# Work instructions
Which lines in the data below contain the string "cover", matching case? Collect each of those lines and copy it out in full.

<<<<

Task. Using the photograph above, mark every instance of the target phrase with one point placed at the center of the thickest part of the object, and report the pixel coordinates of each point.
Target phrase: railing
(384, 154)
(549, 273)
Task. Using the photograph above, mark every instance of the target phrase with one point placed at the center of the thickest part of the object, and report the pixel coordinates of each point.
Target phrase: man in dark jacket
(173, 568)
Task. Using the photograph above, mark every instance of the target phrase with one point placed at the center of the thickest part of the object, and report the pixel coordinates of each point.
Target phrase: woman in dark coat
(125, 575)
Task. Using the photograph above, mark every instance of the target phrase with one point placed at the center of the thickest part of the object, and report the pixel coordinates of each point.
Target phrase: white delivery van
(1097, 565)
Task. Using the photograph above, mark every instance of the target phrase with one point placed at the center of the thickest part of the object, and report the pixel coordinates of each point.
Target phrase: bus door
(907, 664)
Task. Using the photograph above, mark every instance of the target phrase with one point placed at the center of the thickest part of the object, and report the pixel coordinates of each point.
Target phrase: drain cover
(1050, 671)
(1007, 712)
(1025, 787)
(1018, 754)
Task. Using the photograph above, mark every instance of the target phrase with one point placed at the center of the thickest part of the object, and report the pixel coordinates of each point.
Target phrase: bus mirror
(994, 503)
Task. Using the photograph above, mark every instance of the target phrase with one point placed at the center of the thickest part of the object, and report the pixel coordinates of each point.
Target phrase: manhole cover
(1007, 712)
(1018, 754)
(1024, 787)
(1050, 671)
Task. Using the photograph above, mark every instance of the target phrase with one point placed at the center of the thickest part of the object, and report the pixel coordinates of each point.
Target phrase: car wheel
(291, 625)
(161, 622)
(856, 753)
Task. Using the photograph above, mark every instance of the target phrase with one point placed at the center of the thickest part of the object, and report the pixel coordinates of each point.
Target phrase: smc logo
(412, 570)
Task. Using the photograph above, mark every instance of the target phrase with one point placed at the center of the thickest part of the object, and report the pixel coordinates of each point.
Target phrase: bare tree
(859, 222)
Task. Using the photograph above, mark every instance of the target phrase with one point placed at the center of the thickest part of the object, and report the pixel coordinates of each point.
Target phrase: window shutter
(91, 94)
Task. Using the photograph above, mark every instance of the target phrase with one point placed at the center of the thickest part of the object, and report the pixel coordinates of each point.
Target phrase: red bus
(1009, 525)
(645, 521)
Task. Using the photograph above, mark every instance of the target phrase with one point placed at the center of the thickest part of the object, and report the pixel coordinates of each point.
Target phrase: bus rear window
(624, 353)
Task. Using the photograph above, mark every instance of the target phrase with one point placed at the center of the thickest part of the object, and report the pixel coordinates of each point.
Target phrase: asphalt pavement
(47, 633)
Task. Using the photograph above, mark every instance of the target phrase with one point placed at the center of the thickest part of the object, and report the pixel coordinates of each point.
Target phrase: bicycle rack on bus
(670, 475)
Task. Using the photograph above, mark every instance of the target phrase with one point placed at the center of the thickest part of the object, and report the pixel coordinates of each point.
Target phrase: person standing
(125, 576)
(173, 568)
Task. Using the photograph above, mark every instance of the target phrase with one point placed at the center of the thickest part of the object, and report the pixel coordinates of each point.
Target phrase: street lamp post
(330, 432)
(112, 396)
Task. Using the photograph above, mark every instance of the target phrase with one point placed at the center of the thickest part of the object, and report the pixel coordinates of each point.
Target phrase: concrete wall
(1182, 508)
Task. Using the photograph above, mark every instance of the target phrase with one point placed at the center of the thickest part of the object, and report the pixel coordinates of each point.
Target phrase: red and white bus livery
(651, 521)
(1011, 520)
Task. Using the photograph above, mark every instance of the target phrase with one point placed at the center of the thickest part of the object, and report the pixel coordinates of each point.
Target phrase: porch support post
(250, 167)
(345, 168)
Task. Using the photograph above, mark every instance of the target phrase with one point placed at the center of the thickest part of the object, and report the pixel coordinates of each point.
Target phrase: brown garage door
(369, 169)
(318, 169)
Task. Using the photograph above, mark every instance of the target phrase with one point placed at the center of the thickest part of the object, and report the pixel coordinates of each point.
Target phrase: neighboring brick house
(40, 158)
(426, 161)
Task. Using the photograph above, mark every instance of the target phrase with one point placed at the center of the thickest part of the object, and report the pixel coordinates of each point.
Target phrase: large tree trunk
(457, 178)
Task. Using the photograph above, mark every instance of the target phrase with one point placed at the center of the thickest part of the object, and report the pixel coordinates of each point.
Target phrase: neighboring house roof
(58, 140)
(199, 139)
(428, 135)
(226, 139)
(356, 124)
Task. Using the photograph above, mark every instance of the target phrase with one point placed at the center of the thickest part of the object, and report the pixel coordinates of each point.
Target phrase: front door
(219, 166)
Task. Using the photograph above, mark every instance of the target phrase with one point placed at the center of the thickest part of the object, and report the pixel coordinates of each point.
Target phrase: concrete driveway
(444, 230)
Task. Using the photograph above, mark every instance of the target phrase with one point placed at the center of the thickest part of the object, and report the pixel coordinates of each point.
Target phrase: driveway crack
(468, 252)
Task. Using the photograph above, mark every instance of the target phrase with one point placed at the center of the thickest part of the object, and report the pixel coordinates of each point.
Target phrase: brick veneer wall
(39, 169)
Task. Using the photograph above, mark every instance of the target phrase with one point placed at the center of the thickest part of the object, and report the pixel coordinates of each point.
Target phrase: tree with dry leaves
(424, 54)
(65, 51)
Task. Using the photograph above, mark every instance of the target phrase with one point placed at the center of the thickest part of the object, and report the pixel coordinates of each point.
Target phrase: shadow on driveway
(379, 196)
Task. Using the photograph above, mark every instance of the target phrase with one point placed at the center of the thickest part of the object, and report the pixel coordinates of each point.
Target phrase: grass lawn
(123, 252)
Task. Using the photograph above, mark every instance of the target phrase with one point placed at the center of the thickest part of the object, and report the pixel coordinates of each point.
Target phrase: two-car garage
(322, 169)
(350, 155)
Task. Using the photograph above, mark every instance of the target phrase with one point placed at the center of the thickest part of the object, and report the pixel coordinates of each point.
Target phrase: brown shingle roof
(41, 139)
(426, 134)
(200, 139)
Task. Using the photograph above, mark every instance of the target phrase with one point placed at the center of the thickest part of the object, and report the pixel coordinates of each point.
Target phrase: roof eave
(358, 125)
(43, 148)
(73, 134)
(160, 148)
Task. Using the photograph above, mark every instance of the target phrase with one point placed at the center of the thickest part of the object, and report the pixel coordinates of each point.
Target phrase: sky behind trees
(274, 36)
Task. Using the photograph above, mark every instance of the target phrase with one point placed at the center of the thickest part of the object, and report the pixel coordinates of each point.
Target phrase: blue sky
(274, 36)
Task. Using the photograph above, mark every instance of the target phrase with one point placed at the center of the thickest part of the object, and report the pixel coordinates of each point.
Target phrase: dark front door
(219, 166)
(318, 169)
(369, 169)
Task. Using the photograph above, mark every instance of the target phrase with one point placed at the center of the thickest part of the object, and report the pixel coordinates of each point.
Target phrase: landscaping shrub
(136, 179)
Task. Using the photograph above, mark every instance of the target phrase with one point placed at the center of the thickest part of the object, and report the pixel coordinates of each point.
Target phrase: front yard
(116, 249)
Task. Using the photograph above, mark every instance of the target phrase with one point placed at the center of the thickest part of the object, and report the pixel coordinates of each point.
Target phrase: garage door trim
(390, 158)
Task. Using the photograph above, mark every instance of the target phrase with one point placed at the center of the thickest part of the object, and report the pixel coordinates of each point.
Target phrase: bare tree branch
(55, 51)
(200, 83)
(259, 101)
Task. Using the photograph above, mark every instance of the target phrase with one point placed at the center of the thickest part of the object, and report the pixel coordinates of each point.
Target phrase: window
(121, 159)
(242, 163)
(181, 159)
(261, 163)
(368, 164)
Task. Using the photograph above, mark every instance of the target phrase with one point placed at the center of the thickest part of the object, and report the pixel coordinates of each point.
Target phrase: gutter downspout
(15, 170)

>>>>
<<<<

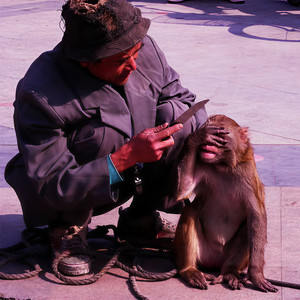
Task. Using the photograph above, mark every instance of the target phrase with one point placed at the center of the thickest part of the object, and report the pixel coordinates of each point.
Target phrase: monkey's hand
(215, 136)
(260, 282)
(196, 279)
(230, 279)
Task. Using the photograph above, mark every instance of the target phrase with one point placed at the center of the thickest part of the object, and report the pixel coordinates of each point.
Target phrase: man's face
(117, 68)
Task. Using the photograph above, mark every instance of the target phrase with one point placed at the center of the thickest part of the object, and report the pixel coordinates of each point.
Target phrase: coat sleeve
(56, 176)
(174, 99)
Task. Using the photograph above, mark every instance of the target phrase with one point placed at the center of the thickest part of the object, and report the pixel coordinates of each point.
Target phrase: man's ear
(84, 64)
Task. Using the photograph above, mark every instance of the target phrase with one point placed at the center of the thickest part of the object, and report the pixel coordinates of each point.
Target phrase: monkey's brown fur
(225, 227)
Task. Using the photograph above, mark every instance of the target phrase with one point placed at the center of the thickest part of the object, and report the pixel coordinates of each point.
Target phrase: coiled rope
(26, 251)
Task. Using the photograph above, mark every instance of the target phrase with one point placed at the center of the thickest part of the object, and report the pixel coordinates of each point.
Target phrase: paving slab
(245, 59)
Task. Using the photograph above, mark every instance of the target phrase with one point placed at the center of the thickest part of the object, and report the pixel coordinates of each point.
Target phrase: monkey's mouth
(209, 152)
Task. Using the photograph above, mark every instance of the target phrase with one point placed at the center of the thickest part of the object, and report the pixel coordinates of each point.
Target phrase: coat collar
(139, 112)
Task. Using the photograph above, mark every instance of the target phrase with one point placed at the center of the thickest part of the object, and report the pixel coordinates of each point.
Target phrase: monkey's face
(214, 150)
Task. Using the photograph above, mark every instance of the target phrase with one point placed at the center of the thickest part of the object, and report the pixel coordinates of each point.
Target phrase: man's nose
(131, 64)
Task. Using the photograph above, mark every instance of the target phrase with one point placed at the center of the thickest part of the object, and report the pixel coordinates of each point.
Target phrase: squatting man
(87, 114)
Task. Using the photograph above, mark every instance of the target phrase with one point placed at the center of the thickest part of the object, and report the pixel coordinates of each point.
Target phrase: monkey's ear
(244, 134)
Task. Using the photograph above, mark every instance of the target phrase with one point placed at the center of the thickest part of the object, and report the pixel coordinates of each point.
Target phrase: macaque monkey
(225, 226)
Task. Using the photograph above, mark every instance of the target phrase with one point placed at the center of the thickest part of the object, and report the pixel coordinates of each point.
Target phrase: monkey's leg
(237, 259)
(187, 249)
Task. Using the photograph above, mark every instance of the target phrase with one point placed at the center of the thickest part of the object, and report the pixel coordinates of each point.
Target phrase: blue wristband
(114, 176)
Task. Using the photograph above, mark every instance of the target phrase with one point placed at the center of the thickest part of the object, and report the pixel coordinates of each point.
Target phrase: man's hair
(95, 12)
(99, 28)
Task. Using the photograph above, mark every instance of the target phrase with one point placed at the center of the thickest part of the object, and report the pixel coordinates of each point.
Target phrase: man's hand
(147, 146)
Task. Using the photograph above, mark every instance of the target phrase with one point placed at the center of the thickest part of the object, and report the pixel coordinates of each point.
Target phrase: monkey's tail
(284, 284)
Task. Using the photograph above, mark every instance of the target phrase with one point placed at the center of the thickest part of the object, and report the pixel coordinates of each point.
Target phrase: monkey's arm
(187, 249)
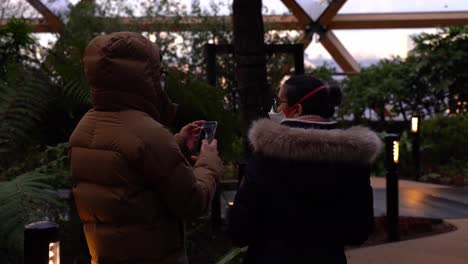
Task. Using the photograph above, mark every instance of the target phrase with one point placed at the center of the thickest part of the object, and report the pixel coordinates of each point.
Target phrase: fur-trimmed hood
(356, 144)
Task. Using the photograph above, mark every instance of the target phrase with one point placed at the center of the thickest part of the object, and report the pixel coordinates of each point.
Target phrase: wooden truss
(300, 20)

>>>>

# Reply to the task
Target phrase: drain cover
Target phrase: manhole cover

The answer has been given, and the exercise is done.